Listing from a data source:
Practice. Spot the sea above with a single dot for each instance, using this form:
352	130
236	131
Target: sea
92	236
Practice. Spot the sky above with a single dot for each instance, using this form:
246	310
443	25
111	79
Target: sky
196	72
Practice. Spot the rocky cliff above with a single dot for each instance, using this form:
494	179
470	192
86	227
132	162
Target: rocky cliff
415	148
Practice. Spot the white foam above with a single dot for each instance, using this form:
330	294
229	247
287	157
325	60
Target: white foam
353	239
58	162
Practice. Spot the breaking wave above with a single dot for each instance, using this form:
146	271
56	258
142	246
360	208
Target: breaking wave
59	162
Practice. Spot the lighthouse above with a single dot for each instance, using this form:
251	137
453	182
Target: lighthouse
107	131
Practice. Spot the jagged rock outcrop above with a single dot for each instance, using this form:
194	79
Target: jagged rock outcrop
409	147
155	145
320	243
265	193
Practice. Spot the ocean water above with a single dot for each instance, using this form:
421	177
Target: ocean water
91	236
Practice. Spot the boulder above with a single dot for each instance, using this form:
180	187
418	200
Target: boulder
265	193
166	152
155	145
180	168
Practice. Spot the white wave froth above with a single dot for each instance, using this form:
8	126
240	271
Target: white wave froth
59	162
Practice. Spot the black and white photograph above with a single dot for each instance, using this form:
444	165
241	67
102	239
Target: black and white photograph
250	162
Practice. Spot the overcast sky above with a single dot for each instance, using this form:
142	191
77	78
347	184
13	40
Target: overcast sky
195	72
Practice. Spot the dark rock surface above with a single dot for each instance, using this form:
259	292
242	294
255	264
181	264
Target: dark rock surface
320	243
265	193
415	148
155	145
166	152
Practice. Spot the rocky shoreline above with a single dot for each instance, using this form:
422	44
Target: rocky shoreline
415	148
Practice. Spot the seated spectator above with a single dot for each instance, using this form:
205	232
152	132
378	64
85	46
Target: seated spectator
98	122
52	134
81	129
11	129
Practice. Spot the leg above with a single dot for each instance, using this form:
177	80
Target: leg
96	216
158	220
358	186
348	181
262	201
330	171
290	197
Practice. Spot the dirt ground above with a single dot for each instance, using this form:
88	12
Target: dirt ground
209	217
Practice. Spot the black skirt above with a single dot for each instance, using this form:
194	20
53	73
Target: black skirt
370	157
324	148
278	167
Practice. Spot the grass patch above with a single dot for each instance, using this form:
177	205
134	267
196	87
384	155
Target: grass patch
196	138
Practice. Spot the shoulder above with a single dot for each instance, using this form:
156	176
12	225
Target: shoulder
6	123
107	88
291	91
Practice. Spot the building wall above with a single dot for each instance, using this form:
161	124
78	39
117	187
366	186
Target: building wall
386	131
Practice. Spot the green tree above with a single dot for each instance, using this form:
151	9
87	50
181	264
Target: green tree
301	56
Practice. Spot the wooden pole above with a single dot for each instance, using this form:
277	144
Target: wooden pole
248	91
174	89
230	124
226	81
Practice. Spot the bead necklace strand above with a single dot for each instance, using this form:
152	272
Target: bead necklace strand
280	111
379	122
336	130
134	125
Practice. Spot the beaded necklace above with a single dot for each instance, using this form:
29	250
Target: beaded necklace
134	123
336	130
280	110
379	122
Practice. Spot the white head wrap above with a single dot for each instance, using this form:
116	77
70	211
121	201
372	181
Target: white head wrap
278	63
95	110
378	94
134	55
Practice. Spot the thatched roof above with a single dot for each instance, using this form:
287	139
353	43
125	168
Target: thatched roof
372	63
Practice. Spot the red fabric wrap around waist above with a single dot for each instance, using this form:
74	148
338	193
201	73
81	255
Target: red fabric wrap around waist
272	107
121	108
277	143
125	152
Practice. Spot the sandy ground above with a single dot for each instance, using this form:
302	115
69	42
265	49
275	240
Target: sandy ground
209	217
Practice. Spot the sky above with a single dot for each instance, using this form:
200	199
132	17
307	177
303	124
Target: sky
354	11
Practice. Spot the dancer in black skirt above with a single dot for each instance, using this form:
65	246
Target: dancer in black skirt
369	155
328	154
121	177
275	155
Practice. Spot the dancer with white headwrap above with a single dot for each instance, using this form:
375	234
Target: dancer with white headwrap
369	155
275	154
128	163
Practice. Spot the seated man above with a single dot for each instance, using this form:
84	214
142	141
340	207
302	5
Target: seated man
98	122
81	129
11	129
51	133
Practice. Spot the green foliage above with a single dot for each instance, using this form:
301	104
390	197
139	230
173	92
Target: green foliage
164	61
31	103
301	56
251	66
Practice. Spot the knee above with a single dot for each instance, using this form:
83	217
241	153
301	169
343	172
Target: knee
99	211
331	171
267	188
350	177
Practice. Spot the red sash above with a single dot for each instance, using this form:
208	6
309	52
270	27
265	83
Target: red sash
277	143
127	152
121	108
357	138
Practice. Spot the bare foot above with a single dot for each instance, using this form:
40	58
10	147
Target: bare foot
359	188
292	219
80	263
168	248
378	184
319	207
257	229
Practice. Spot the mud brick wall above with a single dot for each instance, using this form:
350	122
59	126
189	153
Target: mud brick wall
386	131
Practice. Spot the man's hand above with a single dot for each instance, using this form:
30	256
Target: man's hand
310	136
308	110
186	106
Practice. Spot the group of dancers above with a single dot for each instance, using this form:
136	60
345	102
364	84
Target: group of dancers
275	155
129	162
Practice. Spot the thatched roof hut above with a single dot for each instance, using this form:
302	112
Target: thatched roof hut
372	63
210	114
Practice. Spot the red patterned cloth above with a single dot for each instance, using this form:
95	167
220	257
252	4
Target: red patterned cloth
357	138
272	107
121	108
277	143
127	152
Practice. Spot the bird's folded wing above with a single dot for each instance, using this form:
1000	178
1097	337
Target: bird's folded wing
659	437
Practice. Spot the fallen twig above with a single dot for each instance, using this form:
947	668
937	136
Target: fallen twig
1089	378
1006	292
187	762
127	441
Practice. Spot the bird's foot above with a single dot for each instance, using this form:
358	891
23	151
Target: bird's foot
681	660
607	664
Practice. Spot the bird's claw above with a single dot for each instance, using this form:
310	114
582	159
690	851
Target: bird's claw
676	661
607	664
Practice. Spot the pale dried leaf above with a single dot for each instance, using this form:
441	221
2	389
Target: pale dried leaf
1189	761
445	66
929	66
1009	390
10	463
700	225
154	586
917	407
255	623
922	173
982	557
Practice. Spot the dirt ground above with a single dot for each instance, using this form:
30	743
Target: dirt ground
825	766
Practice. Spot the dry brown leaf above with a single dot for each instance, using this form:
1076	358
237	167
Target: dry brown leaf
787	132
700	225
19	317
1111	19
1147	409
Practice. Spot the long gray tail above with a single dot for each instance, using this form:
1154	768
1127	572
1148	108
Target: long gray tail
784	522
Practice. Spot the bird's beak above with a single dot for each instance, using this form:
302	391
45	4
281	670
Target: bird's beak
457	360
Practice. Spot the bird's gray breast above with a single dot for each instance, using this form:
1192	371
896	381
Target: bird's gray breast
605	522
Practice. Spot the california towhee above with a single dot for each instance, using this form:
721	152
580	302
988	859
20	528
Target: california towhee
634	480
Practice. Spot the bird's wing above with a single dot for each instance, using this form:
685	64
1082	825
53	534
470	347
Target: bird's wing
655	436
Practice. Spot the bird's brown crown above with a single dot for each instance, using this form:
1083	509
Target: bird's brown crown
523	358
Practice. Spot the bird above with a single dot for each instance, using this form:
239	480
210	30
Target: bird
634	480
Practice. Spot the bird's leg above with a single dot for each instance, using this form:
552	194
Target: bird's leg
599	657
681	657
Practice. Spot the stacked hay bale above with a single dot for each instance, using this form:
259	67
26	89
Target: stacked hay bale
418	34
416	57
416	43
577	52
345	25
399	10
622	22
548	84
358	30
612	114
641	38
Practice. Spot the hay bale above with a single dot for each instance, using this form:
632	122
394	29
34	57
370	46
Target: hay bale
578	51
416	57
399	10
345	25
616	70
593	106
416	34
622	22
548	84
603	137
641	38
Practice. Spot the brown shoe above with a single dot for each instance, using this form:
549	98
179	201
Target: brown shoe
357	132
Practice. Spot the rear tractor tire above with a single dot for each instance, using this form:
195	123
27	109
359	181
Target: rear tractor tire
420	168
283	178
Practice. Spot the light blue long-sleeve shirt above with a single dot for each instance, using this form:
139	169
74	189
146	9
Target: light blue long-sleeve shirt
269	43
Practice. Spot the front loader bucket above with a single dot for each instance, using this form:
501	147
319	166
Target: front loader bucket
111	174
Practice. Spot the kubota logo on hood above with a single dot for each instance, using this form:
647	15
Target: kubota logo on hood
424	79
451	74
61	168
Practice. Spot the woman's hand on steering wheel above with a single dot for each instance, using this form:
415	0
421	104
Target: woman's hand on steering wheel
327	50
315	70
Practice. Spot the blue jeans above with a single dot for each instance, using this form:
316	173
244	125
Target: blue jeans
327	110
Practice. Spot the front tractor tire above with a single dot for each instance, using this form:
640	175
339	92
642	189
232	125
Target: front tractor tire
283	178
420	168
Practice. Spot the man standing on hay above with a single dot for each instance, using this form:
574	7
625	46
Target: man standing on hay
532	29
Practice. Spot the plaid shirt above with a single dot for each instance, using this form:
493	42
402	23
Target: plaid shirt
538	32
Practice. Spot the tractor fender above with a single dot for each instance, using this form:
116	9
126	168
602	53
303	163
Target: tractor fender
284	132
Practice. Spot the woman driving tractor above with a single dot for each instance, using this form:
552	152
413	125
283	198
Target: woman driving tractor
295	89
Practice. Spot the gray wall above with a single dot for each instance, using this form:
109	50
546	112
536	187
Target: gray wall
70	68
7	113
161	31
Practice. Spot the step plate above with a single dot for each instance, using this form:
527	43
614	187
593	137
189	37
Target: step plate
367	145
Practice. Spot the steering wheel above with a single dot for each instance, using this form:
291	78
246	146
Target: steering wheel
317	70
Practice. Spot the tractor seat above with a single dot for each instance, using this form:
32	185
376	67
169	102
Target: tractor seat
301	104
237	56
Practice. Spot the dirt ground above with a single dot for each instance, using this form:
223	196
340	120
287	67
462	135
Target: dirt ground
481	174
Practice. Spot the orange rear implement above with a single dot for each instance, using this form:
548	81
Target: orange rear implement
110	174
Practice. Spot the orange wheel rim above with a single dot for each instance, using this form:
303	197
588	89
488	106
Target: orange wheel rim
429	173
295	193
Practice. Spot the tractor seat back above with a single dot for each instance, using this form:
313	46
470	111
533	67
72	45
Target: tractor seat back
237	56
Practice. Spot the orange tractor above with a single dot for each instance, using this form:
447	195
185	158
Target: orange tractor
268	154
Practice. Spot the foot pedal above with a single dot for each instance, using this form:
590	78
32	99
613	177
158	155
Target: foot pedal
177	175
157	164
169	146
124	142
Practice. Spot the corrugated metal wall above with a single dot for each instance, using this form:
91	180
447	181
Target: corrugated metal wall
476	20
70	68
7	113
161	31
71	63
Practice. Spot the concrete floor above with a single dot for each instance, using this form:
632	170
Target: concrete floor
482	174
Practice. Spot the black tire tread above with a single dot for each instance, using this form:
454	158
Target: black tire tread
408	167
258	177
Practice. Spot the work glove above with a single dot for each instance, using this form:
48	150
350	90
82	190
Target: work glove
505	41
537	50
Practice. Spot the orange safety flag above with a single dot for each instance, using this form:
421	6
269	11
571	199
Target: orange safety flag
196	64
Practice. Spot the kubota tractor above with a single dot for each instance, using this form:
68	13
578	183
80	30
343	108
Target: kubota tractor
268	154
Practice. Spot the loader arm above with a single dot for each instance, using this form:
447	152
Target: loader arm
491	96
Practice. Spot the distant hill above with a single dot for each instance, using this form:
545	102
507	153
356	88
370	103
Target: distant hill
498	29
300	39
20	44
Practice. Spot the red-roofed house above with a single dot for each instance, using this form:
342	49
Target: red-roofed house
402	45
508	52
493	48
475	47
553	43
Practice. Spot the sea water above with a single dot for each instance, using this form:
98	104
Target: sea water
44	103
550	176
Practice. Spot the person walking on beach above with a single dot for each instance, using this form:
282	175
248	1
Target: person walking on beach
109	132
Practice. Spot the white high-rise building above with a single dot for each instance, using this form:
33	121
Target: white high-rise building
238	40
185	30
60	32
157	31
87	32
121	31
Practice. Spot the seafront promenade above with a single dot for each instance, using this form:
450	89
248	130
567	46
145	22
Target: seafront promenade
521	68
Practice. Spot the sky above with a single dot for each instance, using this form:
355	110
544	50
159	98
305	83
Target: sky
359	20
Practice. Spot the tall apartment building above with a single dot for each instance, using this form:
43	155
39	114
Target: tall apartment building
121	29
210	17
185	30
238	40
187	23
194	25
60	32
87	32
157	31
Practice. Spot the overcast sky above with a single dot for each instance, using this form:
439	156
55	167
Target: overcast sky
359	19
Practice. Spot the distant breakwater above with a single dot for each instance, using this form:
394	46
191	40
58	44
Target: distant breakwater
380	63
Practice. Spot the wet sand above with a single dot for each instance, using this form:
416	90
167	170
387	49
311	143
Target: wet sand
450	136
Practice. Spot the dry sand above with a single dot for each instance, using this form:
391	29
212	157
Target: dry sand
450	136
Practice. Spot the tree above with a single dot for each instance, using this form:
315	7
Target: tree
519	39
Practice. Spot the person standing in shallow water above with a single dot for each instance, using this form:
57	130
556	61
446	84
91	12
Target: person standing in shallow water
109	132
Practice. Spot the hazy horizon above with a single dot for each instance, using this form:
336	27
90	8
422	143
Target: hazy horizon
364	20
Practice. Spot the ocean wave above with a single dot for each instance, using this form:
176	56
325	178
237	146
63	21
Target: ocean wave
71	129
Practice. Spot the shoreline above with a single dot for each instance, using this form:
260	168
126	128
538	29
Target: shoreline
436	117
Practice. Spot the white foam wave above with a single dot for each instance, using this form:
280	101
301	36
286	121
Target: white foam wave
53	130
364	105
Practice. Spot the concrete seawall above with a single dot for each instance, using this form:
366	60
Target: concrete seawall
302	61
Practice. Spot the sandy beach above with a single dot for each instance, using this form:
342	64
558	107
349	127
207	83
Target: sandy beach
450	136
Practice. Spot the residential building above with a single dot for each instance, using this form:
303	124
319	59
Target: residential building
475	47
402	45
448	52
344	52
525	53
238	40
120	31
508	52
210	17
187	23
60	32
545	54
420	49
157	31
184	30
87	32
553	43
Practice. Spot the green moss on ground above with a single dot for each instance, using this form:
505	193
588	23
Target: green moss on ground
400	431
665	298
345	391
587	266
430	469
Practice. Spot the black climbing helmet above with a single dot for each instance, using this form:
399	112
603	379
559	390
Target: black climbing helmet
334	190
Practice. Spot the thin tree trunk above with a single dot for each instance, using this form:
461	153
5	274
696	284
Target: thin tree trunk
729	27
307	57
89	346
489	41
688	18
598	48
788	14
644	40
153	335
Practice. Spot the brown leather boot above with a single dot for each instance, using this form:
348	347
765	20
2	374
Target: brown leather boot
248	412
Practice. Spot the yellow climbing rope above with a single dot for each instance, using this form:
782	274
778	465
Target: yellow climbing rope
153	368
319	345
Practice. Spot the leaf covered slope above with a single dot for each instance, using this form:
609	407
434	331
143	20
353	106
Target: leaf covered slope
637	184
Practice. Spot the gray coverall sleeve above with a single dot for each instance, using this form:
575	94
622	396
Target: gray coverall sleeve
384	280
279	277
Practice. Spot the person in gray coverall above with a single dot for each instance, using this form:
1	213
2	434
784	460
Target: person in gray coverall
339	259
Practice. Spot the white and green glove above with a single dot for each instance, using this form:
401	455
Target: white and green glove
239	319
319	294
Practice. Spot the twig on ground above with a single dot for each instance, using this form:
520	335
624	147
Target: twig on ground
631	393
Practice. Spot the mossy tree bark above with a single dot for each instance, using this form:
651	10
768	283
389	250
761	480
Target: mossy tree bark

## What is expected
Render the listing as a Markdown table with the columns Row and Line, beginning at the line that contains "Practice. Spot the white and" and stopping after the final line of the listing. Number each row and omit blank lines.

## Exercise output
| Row | Line |
|---|---|
| 1 | Practice. Spot the white and green glove above with a single dot for each instance, using this form: |
| 2 | 401	455 |
| 3 | Target: white and green glove |
| 4 | 239	319 |
| 5 | 319	294 |
| 6 | Practice. Spot the twig on ground above with a single dot for each instance, using this form: |
| 7 | 520	335 |
| 8 | 624	147 |
| 9 | Target: twig on ground |
| 10 | 631	393 |
| 11 | Practice. Spot the mossy tree bark above with a single dot for each instance, using this form: |
| 12 | 651	10 |
| 13 | 768	283 |
| 14 | 389	250 |
| 15 | 761	480 |
| 16 | Target: mossy tree bark |